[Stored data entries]
####################

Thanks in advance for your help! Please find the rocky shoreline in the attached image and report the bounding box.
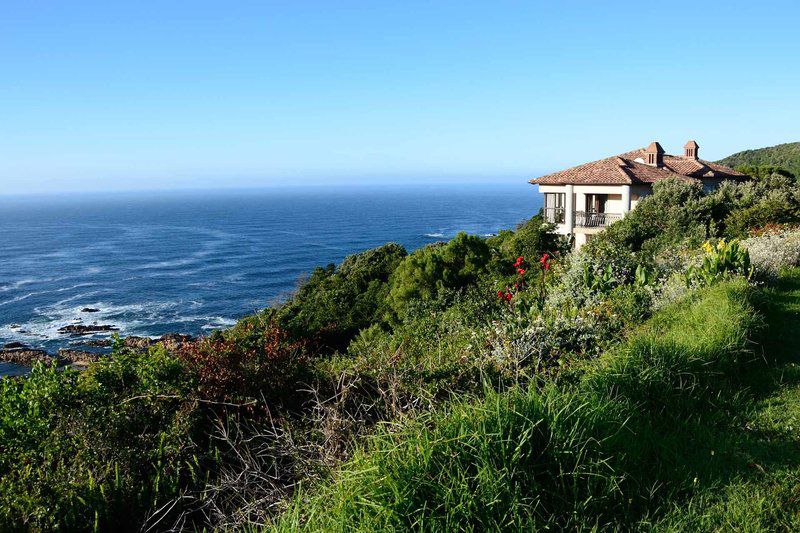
[0,333,195,373]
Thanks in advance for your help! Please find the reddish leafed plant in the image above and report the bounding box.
[177,320,308,404]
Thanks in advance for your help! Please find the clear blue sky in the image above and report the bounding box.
[2,1,799,195]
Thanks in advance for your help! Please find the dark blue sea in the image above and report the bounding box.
[0,183,541,375]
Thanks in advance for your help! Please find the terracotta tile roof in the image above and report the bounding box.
[530,145,747,186]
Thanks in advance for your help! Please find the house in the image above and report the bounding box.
[529,140,747,248]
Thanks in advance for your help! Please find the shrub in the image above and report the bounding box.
[742,226,800,277]
[177,320,308,404]
[0,349,205,531]
[708,172,800,237]
[386,233,491,321]
[323,286,500,402]
[592,178,707,255]
[547,240,638,310]
[686,239,752,287]
[274,243,407,350]
[488,214,567,264]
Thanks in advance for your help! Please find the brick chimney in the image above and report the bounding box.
[644,141,665,167]
[684,140,699,159]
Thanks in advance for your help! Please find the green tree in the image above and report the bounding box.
[387,233,491,320]
[275,243,407,349]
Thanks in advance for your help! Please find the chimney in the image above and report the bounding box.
[644,141,665,167]
[684,140,699,159]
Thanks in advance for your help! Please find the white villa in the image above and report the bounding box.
[529,140,747,248]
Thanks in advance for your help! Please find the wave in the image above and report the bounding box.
[424,233,445,238]
[0,292,38,308]
[0,279,38,292]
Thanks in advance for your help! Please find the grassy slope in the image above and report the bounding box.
[717,142,800,177]
[273,280,764,531]
[651,269,800,531]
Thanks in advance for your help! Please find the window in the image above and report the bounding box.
[585,193,607,214]
[544,193,566,223]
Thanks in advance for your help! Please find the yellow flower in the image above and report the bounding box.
[702,242,713,254]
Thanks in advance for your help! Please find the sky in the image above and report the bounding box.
[1,1,799,195]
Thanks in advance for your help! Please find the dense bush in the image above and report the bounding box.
[274,243,407,349]
[386,233,492,321]
[717,141,800,178]
[488,213,567,265]
[591,179,708,256]
[742,226,800,277]
[178,319,309,404]
[0,348,205,531]
[735,163,796,181]
[700,171,800,238]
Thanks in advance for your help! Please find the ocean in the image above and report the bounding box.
[0,183,541,375]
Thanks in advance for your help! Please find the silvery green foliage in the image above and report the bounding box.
[488,306,611,371]
[742,228,800,278]
[652,271,693,311]
[545,240,639,313]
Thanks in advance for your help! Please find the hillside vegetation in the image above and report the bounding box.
[2,166,800,531]
[718,141,800,179]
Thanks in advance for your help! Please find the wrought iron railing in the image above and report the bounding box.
[543,207,566,224]
[574,211,622,228]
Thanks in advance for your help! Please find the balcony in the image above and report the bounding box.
[574,211,622,228]
[543,208,622,228]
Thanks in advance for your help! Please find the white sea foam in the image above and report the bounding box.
[424,233,445,238]
[0,292,39,307]
[200,317,238,330]
[0,279,38,292]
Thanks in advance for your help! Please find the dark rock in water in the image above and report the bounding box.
[159,333,194,351]
[81,307,101,313]
[2,342,28,350]
[0,349,54,366]
[122,333,195,353]
[70,339,113,348]
[57,349,102,365]
[123,336,155,350]
[58,324,118,336]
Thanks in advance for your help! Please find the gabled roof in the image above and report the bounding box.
[530,145,747,186]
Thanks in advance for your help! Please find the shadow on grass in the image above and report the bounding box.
[623,271,800,528]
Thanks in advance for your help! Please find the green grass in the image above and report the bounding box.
[273,279,766,531]
[649,269,800,531]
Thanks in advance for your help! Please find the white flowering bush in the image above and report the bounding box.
[742,227,800,278]
[545,241,638,311]
[487,308,612,373]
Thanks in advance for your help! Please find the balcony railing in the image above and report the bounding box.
[544,208,622,228]
[574,211,622,228]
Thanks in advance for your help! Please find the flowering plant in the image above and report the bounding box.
[742,226,800,278]
[687,239,753,287]
[497,253,552,311]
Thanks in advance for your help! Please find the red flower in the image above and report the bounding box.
[539,253,550,264]
[544,262,551,270]
[517,268,526,275]
[497,290,504,299]
[505,292,513,301]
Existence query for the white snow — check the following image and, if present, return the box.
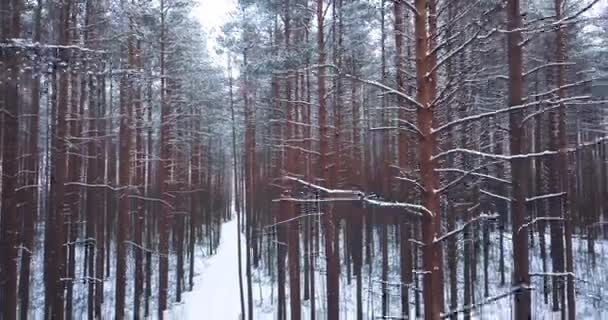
[171,218,245,320]
[169,207,608,320]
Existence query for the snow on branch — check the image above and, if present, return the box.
[1,38,106,53]
[392,0,419,17]
[395,176,426,192]
[434,136,607,163]
[530,272,576,278]
[428,28,497,78]
[432,100,541,135]
[269,119,318,129]
[441,285,532,319]
[523,62,576,78]
[306,64,423,109]
[63,238,96,247]
[272,144,321,156]
[271,197,361,203]
[125,240,155,253]
[60,277,103,284]
[529,79,591,100]
[559,0,603,25]
[15,184,41,191]
[526,192,566,203]
[282,176,359,195]
[434,213,498,244]
[127,195,174,209]
[436,161,506,194]
[282,176,431,217]
[263,212,323,229]
[432,148,559,162]
[64,182,128,191]
[375,315,411,319]
[520,96,591,126]
[480,189,512,202]
[396,118,423,136]
[436,168,510,185]
[575,135,608,149]
[362,197,430,216]
[518,217,563,234]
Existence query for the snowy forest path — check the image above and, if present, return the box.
[171,218,244,319]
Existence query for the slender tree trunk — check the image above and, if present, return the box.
[507,0,531,318]
[133,32,144,320]
[228,54,246,320]
[158,0,170,315]
[394,1,412,317]
[317,0,339,318]
[115,21,135,316]
[18,1,41,318]
[447,204,457,320]
[144,69,154,318]
[242,45,255,320]
[66,9,83,315]
[554,1,575,317]
[381,224,389,317]
[45,2,72,317]
[0,1,22,318]
[414,0,443,318]
[95,64,108,320]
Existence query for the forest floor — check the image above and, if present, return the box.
[171,218,245,319]
[170,215,608,319]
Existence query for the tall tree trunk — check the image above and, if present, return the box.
[95,62,108,320]
[1,1,22,318]
[133,31,144,320]
[317,0,339,318]
[18,0,41,318]
[65,7,82,315]
[243,45,255,320]
[554,0,575,317]
[228,54,246,320]
[394,1,412,317]
[45,2,72,317]
[115,19,135,316]
[414,0,443,318]
[506,0,531,318]
[158,0,170,315]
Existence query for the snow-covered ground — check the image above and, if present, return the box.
[171,219,244,319]
[171,217,608,319]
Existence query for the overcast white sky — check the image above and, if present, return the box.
[191,0,237,66]
[193,0,237,36]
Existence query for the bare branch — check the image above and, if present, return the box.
[526,192,566,203]
[435,213,498,244]
[518,217,564,234]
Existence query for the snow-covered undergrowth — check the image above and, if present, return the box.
[23,221,219,319]
[175,218,608,319]
[24,217,607,319]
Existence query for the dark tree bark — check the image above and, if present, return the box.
[158,0,170,314]
[44,2,72,317]
[17,1,41,318]
[0,1,22,319]
[506,0,531,318]
[228,54,246,320]
[133,31,144,320]
[554,0,575,317]
[115,20,135,316]
[317,0,340,318]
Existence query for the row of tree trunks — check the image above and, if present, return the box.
[1,1,232,319]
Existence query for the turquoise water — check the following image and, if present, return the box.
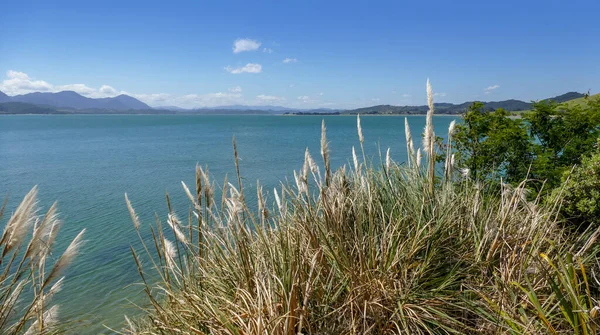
[0,114,457,333]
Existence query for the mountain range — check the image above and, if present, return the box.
[0,90,588,115]
[337,92,585,115]
[0,90,150,110]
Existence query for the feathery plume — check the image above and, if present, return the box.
[24,305,60,335]
[304,148,321,186]
[448,120,456,137]
[163,238,176,270]
[424,78,435,155]
[460,167,470,179]
[404,117,414,156]
[425,79,436,193]
[274,188,282,213]
[256,181,268,220]
[181,181,196,206]
[25,202,59,260]
[416,148,422,168]
[46,229,85,285]
[352,146,359,174]
[167,213,187,244]
[1,186,39,254]
[357,114,364,143]
[199,167,213,208]
[321,120,331,186]
[386,148,391,174]
[125,194,141,230]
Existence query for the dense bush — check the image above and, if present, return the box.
[555,140,600,228]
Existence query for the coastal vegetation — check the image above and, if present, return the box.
[0,187,84,334]
[121,82,600,334]
[1,82,598,334]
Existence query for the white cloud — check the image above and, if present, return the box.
[263,48,273,53]
[99,85,118,95]
[233,38,261,53]
[135,92,244,108]
[289,84,295,88]
[0,70,126,98]
[256,94,285,102]
[402,94,411,98]
[55,83,97,96]
[319,92,323,96]
[484,84,500,94]
[282,58,298,63]
[297,95,310,101]
[0,70,53,95]
[225,63,262,74]
[433,92,447,98]
[228,86,242,93]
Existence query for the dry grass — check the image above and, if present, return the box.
[0,187,85,335]
[123,81,600,334]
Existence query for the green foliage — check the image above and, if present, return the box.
[525,98,600,188]
[554,141,600,228]
[453,96,600,194]
[453,102,531,183]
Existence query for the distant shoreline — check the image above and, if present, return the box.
[0,112,463,116]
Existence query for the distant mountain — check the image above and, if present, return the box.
[0,91,10,103]
[545,92,585,103]
[154,105,190,111]
[0,90,590,115]
[199,105,298,111]
[341,92,587,115]
[0,102,59,114]
[97,94,151,110]
[6,90,151,110]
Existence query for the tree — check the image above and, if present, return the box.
[524,98,600,188]
[453,102,531,183]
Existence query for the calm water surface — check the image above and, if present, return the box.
[0,114,457,333]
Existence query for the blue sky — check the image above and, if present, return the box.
[0,0,598,109]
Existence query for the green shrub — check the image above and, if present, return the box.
[555,140,600,228]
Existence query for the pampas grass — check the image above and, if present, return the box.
[0,187,84,335]
[124,80,600,335]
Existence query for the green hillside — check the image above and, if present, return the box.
[561,93,600,108]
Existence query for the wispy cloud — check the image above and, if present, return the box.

####################

_HOW TO COMPLETE THIS TASK_
Reproduce exactly the lines from the one containing "Existence query for the green foliage" through the last line of the records above, including both, and nothing else.

_OUTPUT OF THE EXERCISE_
Existence query for the green foliage — check the image above and, if present, return the box.
[525,98,600,188]
[554,141,600,228]
[453,96,600,194]
[453,102,531,183]
Existence query for the distant shoreline — check the image above and, if present, return the box.
[0,112,463,116]
Existence query for the distant mountain — check the image above and, if present, return the box.
[0,91,10,103]
[545,92,585,103]
[154,105,190,111]
[0,90,590,115]
[199,105,298,111]
[341,92,587,115]
[0,102,59,114]
[97,94,151,110]
[6,90,151,110]
Existence query for the tree — check the image above and, if present, return the box.
[524,98,600,188]
[453,102,531,183]
Existence query for the calm water surface — check the image above and, if present, return the box.
[0,114,457,333]
Existence query for the blue sky — check the image above and, if present, return the box.
[0,0,598,109]
Existence query for the green shrub — check the image above and, if present, return the box.
[555,140,600,228]
Existence query for the pampas grass — check the image above and, if present, return the box.
[0,187,84,335]
[124,80,600,335]
Existence query for the green hillside — check the image above and, if present, return the box.
[561,93,600,108]
Existence query for the wispy cloud — check the image above and, if present, return the box.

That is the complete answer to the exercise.